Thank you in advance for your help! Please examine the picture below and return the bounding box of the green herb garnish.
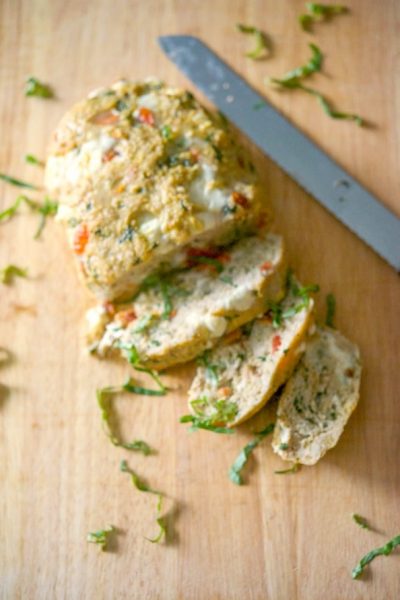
[268,269,319,328]
[351,513,371,530]
[0,196,36,221]
[271,44,323,88]
[269,44,363,125]
[96,387,152,456]
[119,460,167,544]
[25,77,54,98]
[122,378,166,396]
[120,345,168,396]
[25,154,44,167]
[86,525,115,551]
[0,173,39,189]
[351,535,400,579]
[146,494,167,544]
[325,294,336,327]
[295,84,364,127]
[299,2,349,31]
[274,463,301,475]
[33,198,58,240]
[180,396,238,434]
[0,265,28,285]
[119,460,162,496]
[236,23,270,60]
[160,125,172,140]
[0,196,58,240]
[229,423,275,485]
[271,79,364,127]
[190,256,224,273]
[179,415,235,434]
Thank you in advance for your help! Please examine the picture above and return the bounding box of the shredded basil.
[236,23,271,60]
[179,415,235,434]
[96,387,152,456]
[146,494,167,544]
[268,269,319,328]
[229,423,275,485]
[274,463,301,475]
[25,154,44,167]
[325,294,336,327]
[86,525,116,551]
[304,84,364,127]
[0,173,39,190]
[351,535,400,579]
[351,513,371,530]
[271,44,323,87]
[160,125,172,140]
[33,198,58,240]
[0,196,58,239]
[272,79,364,127]
[122,378,166,396]
[299,2,349,31]
[25,77,54,98]
[119,460,162,496]
[119,460,167,544]
[179,396,238,434]
[0,265,28,285]
[120,344,168,396]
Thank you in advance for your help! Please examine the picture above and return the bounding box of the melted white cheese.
[189,163,231,213]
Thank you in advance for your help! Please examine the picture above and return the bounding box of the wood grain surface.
[0,0,400,600]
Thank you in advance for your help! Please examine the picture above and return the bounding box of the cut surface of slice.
[87,233,286,369]
[46,81,268,300]
[272,327,361,465]
[189,284,313,426]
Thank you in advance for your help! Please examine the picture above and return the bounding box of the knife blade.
[159,35,400,272]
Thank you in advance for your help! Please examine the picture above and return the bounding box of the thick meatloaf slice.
[272,327,361,465]
[88,233,286,369]
[189,280,313,426]
[46,81,266,300]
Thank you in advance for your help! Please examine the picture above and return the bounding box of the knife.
[159,35,400,272]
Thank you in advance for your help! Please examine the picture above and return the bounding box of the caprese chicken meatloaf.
[46,80,361,464]
[45,81,268,300]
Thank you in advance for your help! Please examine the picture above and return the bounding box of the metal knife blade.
[159,35,400,272]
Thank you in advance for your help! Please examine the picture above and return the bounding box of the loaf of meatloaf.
[45,81,268,300]
[189,279,314,426]
[87,233,286,369]
[272,327,361,465]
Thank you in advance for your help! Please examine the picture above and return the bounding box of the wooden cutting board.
[0,0,400,600]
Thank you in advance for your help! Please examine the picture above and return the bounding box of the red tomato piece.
[72,223,89,254]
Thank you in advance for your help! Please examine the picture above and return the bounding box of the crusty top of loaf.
[46,81,265,299]
[273,327,361,465]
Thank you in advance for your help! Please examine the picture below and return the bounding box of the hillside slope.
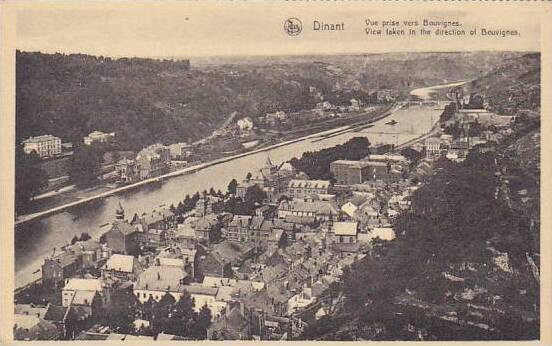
[16,51,519,150]
[302,54,540,340]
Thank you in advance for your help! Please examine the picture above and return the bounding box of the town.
[14,87,532,340]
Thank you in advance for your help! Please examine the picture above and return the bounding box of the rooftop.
[333,222,358,235]
[331,160,368,168]
[134,266,187,292]
[23,135,60,144]
[63,278,102,292]
[104,254,134,273]
[288,179,330,189]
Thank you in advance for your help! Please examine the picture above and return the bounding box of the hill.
[296,54,540,341]
[16,51,519,150]
[466,53,541,115]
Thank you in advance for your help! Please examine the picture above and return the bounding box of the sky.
[10,1,541,57]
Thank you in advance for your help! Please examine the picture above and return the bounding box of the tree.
[228,179,238,195]
[15,145,48,213]
[101,290,139,334]
[166,291,195,336]
[193,305,212,340]
[69,145,102,186]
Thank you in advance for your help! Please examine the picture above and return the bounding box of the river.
[15,82,454,287]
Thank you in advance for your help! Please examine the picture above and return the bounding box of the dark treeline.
[289,137,370,180]
[302,153,539,340]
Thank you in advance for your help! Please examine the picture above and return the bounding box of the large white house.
[84,131,115,145]
[22,135,61,157]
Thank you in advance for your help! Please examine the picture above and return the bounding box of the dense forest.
[289,137,370,180]
[16,51,516,150]
[302,147,539,340]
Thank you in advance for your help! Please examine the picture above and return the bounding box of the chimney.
[240,299,245,316]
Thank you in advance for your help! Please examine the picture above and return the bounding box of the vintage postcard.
[0,1,552,345]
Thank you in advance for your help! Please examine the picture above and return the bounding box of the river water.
[15,85,452,287]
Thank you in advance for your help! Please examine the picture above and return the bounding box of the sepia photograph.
[0,2,551,342]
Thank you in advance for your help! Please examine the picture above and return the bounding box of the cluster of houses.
[14,146,422,340]
[21,131,115,159]
[418,109,515,162]
[115,143,192,183]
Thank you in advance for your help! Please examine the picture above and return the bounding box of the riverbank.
[15,105,396,226]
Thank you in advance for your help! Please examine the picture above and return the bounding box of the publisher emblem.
[284,18,303,36]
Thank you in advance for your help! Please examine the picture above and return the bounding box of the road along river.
[15,82,458,287]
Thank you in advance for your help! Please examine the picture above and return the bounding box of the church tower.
[115,201,125,221]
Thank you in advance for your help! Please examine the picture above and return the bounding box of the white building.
[61,278,103,307]
[84,131,115,145]
[237,117,253,132]
[22,135,61,157]
[424,137,441,160]
[287,179,330,198]
[134,266,188,304]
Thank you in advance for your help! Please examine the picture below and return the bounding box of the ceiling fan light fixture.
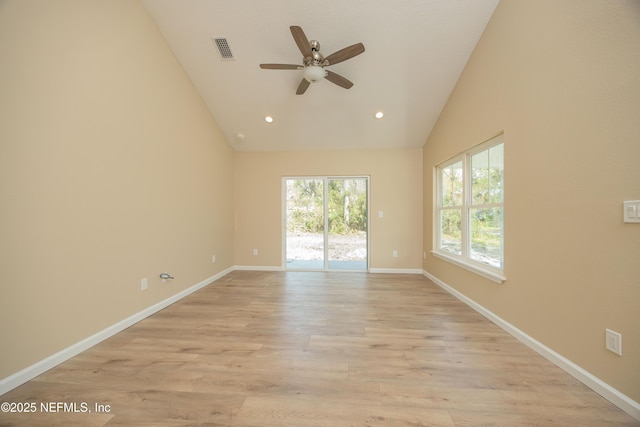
[302,65,327,83]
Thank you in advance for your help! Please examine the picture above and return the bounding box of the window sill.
[431,251,507,285]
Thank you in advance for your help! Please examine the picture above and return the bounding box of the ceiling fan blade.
[289,25,313,58]
[325,70,353,89]
[325,43,364,65]
[260,64,303,70]
[296,79,311,95]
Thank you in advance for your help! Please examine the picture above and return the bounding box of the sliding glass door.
[283,177,369,271]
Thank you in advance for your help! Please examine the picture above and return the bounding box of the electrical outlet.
[605,329,622,356]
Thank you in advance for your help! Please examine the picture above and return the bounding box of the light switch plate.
[623,200,640,224]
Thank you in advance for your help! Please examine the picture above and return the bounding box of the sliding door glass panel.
[326,178,368,270]
[285,179,325,270]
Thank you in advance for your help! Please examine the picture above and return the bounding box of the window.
[433,135,505,283]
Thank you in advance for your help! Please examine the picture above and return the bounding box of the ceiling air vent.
[211,37,235,61]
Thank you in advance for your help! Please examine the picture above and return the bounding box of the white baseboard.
[423,270,640,421]
[233,265,284,271]
[369,268,423,274]
[0,267,233,395]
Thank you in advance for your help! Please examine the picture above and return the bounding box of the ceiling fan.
[260,25,364,95]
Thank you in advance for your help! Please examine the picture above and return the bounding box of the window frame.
[431,132,507,284]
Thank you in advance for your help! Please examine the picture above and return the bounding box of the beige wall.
[234,149,422,269]
[424,0,640,401]
[0,0,233,378]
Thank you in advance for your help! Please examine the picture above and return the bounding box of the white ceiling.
[144,0,498,151]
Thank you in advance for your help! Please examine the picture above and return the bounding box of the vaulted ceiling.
[144,0,498,151]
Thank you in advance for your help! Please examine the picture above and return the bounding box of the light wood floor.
[0,271,640,427]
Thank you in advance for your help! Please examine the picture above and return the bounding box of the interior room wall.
[0,0,233,379]
[234,148,422,270]
[424,0,640,402]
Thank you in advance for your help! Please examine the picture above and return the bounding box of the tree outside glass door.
[283,177,368,271]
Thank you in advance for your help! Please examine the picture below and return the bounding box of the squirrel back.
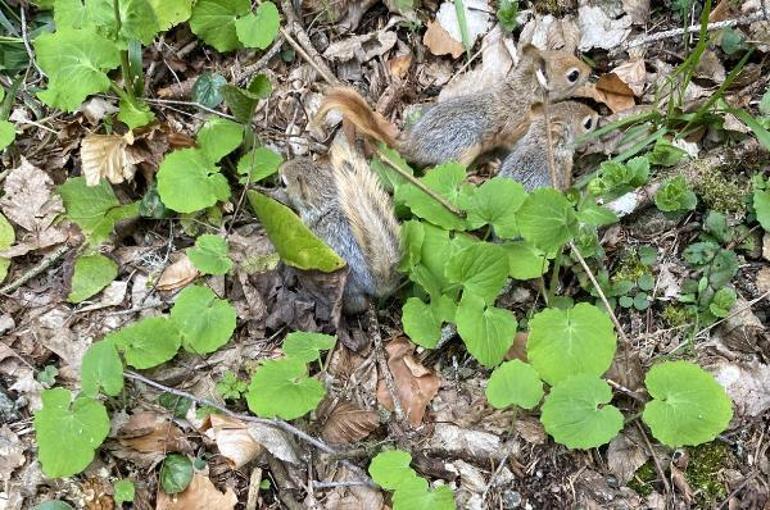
[498,101,599,191]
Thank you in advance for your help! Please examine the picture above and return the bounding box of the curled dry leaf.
[155,473,238,510]
[158,253,198,291]
[321,402,380,444]
[203,414,264,469]
[377,338,440,427]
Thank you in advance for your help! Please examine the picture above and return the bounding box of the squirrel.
[498,101,599,191]
[317,44,590,166]
[279,142,401,314]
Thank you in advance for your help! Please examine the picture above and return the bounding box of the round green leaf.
[170,285,235,354]
[283,331,337,363]
[246,358,326,420]
[35,388,110,478]
[235,2,281,50]
[109,317,182,370]
[67,253,118,303]
[160,453,193,494]
[642,361,733,447]
[540,374,623,449]
[80,340,123,397]
[190,0,251,52]
[517,188,578,252]
[486,359,543,409]
[455,292,518,367]
[158,149,230,213]
[187,234,233,275]
[369,450,417,490]
[527,303,617,385]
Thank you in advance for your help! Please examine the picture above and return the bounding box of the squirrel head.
[278,158,335,214]
[522,44,591,101]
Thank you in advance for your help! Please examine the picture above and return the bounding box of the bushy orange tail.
[318,87,398,148]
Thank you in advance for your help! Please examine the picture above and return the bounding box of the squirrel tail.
[317,87,398,148]
[329,137,401,297]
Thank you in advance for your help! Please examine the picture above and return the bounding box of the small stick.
[376,147,465,218]
[0,244,72,294]
[366,303,405,423]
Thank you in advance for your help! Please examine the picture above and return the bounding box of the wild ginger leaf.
[34,28,120,112]
[170,285,236,354]
[642,361,733,447]
[158,149,230,213]
[35,388,110,478]
[246,191,345,273]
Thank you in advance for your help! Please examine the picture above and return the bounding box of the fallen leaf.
[422,21,465,58]
[155,473,238,510]
[158,253,198,291]
[377,338,440,428]
[80,131,139,186]
[203,414,265,469]
[321,401,380,444]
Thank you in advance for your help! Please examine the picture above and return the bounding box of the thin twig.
[0,244,72,294]
[366,303,405,423]
[376,147,465,218]
[620,11,765,50]
[123,370,375,487]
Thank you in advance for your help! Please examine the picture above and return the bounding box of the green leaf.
[444,242,509,303]
[486,359,543,409]
[518,188,577,252]
[655,175,698,212]
[35,388,110,478]
[502,240,550,280]
[190,0,251,52]
[158,149,230,213]
[235,2,281,50]
[455,292,518,367]
[369,450,417,491]
[283,331,337,363]
[246,358,326,420]
[197,117,243,163]
[80,339,123,397]
[642,361,733,447]
[109,317,182,370]
[118,98,155,129]
[463,177,527,239]
[0,120,16,151]
[67,253,118,303]
[187,234,233,275]
[540,374,623,449]
[527,303,616,385]
[238,147,283,184]
[192,71,227,108]
[160,453,194,494]
[34,28,120,112]
[113,478,136,506]
[246,191,345,273]
[59,177,139,245]
[148,0,193,31]
[396,162,465,230]
[170,285,236,354]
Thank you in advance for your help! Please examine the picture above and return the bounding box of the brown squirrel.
[498,101,599,191]
[318,45,590,166]
[279,142,401,314]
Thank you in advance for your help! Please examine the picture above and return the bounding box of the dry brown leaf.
[155,473,238,510]
[422,21,465,58]
[377,338,440,427]
[80,131,140,186]
[158,253,198,291]
[118,411,191,456]
[204,414,264,469]
[321,402,380,444]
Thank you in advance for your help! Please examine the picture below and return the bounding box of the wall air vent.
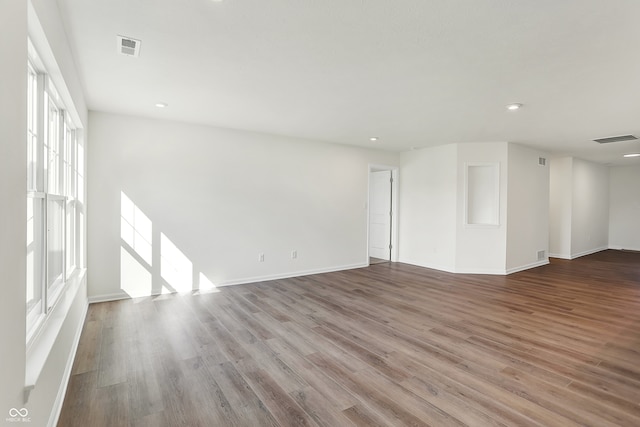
[594,135,638,144]
[117,36,140,57]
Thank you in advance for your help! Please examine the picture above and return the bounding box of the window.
[26,53,84,341]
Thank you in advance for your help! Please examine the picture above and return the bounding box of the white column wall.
[88,112,399,300]
[609,165,640,251]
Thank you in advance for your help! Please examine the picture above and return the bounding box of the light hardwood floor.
[59,251,640,427]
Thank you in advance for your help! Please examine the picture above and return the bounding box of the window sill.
[24,269,87,403]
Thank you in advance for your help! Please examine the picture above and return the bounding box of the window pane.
[27,197,43,311]
[47,199,65,296]
[45,101,62,194]
[66,201,76,277]
[27,66,38,191]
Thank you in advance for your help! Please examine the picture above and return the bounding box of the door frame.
[366,163,400,265]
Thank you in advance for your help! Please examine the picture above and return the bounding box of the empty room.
[0,0,640,427]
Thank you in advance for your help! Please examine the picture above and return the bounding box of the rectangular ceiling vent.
[594,135,638,144]
[117,36,140,57]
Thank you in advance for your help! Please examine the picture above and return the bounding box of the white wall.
[0,0,27,421]
[549,157,609,259]
[88,112,399,300]
[400,143,549,274]
[571,159,609,258]
[609,166,640,251]
[0,0,87,426]
[507,144,549,272]
[399,145,458,272]
[549,157,573,259]
[456,142,508,274]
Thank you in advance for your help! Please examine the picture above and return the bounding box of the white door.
[369,171,392,260]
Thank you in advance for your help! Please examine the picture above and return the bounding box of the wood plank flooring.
[58,251,640,427]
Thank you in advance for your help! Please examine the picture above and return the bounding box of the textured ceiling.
[58,0,640,164]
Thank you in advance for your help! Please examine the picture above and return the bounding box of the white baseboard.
[89,291,131,304]
[400,258,456,273]
[217,263,369,287]
[571,246,609,259]
[549,253,571,259]
[506,259,549,274]
[47,301,89,427]
[89,263,369,304]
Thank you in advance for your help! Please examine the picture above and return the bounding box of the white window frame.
[25,53,85,348]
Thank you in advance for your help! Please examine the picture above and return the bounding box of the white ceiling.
[58,0,640,164]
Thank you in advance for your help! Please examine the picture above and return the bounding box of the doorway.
[368,166,397,265]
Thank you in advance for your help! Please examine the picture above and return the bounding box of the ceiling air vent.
[117,36,140,57]
[594,135,638,144]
•••••
**Exercise goal**
Extract every line of the records that contains the string "glass".

**Solution to this problem**
Thank you in advance for your help! Please examine the picture above and return the bounding box of the sliding glass door.
Thank you in advance for your help! Please examine the picture above and return the bounding box of the sliding door glass panel.
Thank you in advance for your help! Please examine the picture above and return the bounding box of the tree outside glass door.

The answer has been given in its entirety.